Exercise →
Copy out every line of the data below verbatim, changing nothing.

Available data →
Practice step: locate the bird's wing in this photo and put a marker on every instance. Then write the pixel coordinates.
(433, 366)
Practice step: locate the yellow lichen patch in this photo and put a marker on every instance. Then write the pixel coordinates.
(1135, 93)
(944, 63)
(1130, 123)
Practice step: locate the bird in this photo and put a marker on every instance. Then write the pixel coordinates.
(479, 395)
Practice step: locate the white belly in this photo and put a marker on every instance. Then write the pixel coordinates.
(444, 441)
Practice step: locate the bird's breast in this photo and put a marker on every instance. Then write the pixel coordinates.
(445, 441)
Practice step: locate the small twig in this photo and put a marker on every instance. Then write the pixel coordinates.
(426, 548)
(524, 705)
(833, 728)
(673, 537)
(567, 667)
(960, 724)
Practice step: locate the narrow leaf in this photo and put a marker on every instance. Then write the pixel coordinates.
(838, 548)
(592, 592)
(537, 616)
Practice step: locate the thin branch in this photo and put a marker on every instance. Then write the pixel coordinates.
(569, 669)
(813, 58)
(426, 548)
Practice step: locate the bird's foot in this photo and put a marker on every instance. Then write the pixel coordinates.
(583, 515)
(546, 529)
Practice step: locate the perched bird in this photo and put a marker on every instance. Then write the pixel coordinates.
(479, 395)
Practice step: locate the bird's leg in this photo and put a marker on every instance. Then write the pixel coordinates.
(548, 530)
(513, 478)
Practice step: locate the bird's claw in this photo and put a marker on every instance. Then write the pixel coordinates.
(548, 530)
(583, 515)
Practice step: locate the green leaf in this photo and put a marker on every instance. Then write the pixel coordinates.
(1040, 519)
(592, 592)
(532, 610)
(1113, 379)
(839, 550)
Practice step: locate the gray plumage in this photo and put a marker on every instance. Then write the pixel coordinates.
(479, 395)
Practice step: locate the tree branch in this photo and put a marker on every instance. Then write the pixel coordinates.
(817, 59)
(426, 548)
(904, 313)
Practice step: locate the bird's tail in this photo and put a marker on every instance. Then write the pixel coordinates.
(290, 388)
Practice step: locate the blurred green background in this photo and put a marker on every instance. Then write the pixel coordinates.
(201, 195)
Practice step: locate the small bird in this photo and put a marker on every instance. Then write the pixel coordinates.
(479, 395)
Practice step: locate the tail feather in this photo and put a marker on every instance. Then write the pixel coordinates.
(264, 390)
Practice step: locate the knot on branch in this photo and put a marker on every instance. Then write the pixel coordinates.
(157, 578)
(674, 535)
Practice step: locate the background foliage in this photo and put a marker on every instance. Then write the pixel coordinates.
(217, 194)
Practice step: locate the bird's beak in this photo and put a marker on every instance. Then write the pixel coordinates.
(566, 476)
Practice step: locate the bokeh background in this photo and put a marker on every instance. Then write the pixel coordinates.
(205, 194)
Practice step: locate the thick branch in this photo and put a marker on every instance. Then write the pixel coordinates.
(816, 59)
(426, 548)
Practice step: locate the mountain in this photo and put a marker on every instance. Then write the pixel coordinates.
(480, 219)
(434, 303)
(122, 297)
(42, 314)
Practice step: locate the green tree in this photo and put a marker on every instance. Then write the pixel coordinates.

Worked answer →
Practice step: locate the bird's wing in this photo and put a marker on every instance. Then write the pixel coordinates.
(433, 366)
Practice step: locate the yellow lichen patch in this photo and put a marker on every instance. Then write the pixel coordinates.
(1135, 93)
(944, 63)
(1130, 123)
Practice step: locate the bird in this photo and put a marker on every instance. Then write the pixel coordinates.
(479, 395)
Practice step: locate the white belly in this photo and put a marker on every instance. Then write the pixel coordinates.
(444, 441)
Practice step: locate the bird's breast in this photo and put a marker on every instance. Then write the pixel coordinates.
(445, 441)
Practice step: locate the small twig in this photo and put a marker on every instance. Then write the pixel coordinates.
(426, 548)
(524, 705)
(833, 728)
(673, 537)
(567, 667)
(960, 724)
Practice step: locate the narrow leaf in this photo and put a marker on every instance. Then write the pixel coordinates.
(838, 548)
(592, 592)
(537, 616)
Practice step: locate the thin branch in this photo and put a marker on every instance. Then write the pixel coordinates.
(569, 669)
(813, 58)
(426, 548)
Practice step: locate the bird's foot in this photo and put a marker on every instance. Then write the pixel coordinates.
(583, 515)
(546, 529)
Practice step: locate the perched bird in this photo and put a marker on every instance. Then write the pixel coordinates.
(479, 395)
Practice step: locate the bird's leg in this photo and put a marker on every instance. Then write the pixel coordinates.
(548, 530)
(513, 478)
Practice step: locate the bird's claw in this photo and put a marker on every instance. Then write the pixel coordinates.
(548, 530)
(583, 515)
Practice step: locate the green leaf in this photo and put a marker on every instance. Then write the pixel coordinates.
(1040, 519)
(592, 592)
(532, 610)
(1113, 379)
(839, 550)
Practice step: locate the gray plumage in this photo and put a marker on every instance. Then write the pixel coordinates.
(479, 395)
Practice step: locate the tree branch in this photo and put a marker on every instance. Then write the pixel coordinates.
(817, 59)
(426, 548)
(904, 313)
Practice step: locate the bird's tail in this photo and put a marker on every instance. Then write the pixel coordinates.
(290, 388)
Practice step: locate the blurred green background in this photo and put a marker on every instance. Then write the pixel coordinates.
(201, 195)
Practice step: locate the small bird in this photo and put a marker on every instance. Then write the pixel coordinates.
(479, 395)
Practice step: locate the tail feather in this photo and put a marker on every instance. Then write the pixel coordinates.
(264, 390)
Practice step: locate the knot on branch in this photo and put a marker on every instance. Then write the pixel coordinates.
(157, 578)
(674, 535)
Practice step: locate the background foliage in this photo and put a marker on every instance. Then write the pixel coordinates.
(217, 194)
Practice step: locate the bird's beak in this photo and put a marker on every instance. Then write the pixel coordinates.
(566, 476)
Practice step: locate the bokeh background in this photo and put a marker on every instance. Then write the pixel coordinates.
(205, 194)
Practice step: locate the thick branch in this photo and put a marker on every instance. Then write the pixel coordinates.
(816, 59)
(426, 548)
Practice step: locate the mountain in this photo and put a marker on every instance. Then write the pixel coordinates.
(480, 219)
(434, 303)
(122, 297)
(42, 314)
Practice step: locate the green tree in this photo and put a marker on every instance. Then write the pixel coordinates.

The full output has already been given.